__Required tasks__:
• a. From the PICC line thread, output everything from "What are some" down to "nick the line?" verbatim.
• b. Answer these questions from the PICC line thread:
(i) In the example given, what had someone wrapped around the PICC line?
(ii) Which two types of scissors does the reply suggest using?
(iii) Why does the reply say the dressing should never be wrapped around the arm?

I'm doing a presentation for the clinical staff at the rehab hospital where I work. I've noticed that some of the nurses are making errors regarding PICC line maintenance and I wanted to fix them. I've found some research articles and some excellent videos online regarding dressing changes, flushing, etc, but I am missing a piece that I feel is vital to my mission... "tips and tricks".
What are some things you've learned from experience (and if possible, an article to provide EBP) regarding the maintenance of PICC lines? There are so many tiny details that can go NOT according to plan, how do you deal with them?
An example...Someone wrapped the tegaderm AROUND the picc line. Wouldn't come undone with alcohol OR adhesive remover. But you aren't supposed to use scissors, so what do you do? What if you nick the line?
I'm sure you've had experiences like this and learned from them, so if you could please share that'd be much appreciated!
Jan 23, '13
PM me with your E mail I have something you will like that you can use for training . It is a teaching guide that I wrote for dressing change procedure,maintenance and troubleshooting. if it is done correctly from the start you alleviates a lot of these problems. It is on my computer at work though so I can not sent it to you until this Sunday when I get there.
It sounds like the dressing came loose so instead of changing it they decided to add to it and needed some skin for the TSM to stick to so had to wrap the tegaderm all the way around. In that case it is nearly impossible to get it loose so I would get a suture removal kit scissor or a bandage scissor and only cut the tegaderem that is on the back of the arm nowhere near the PICC so you do not nick it or damage it. If you have too many layers of the TSM it impairs its function as well. It should NEVER be wrapped around the arm as that can be restrictive an impair circulation.

__Saved entries__:
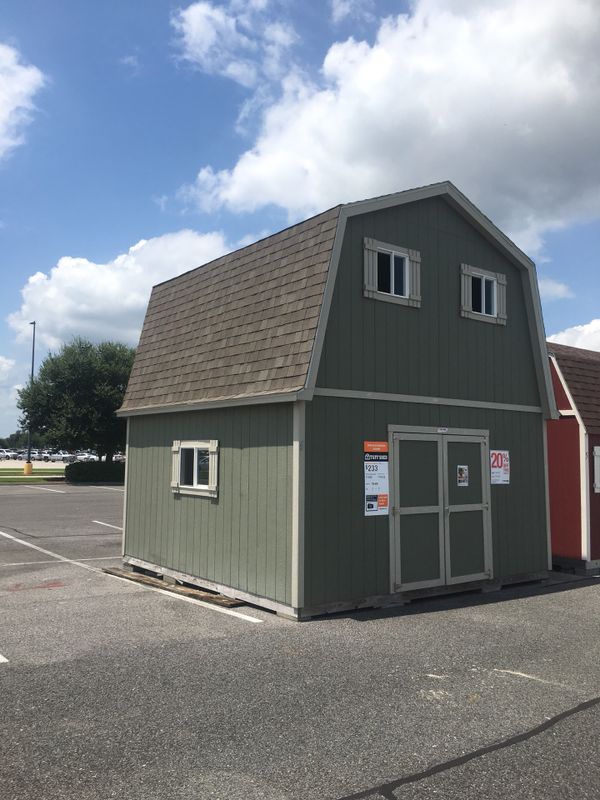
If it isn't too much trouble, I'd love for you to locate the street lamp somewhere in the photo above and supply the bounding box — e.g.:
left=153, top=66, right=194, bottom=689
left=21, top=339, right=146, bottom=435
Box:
left=23, top=321, right=35, bottom=475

__Solutions per task__:
• a.
What are some things you've learned from experience (and if possible, an article to provide EBP) regarding the maintenance of PICC lines? There are so many tiny details that can go NOT according to plan, how do you deal with them?
An example...Someone wrapped the tegaderm AROUND the picc line. Wouldn't come undone with alcohol OR adhesive remover. But you aren't supposed to use scissors, so what do you do? What if you nick the line?

• b.
(i) The tegaderm.
(ii) A suture removal kit scissor or a bandage scissor.
(iii) It can be restrictive and impair circulation.